**Aim of the task**
Put each line of the rows below into a Markdown table with two columns, Line No. and Text, giving the line's number and its text. Skip blank lines and leave out the pictures.

**Records supplied**
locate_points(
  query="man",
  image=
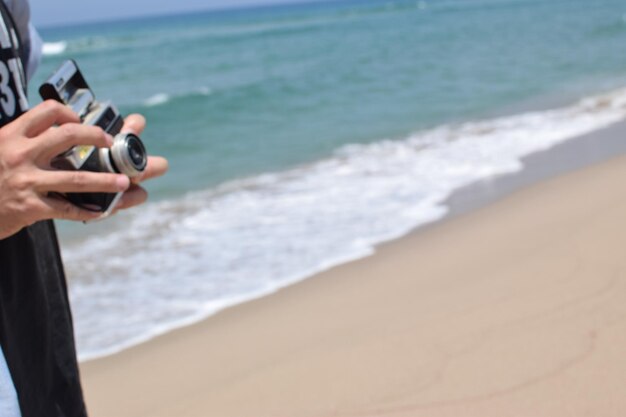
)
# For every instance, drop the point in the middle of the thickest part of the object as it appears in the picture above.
(38, 370)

**Response to the exercise**
| Line No. | Text |
|---|---|
| 1 | locate_points( |
| 2 |   query="man", |
| 3 |   image= |
| 4 | ) |
| 5 | # For every instance, drop the point in the middle of the thickest part of the object as it appears in the picture above. |
| 6 | (38, 370) |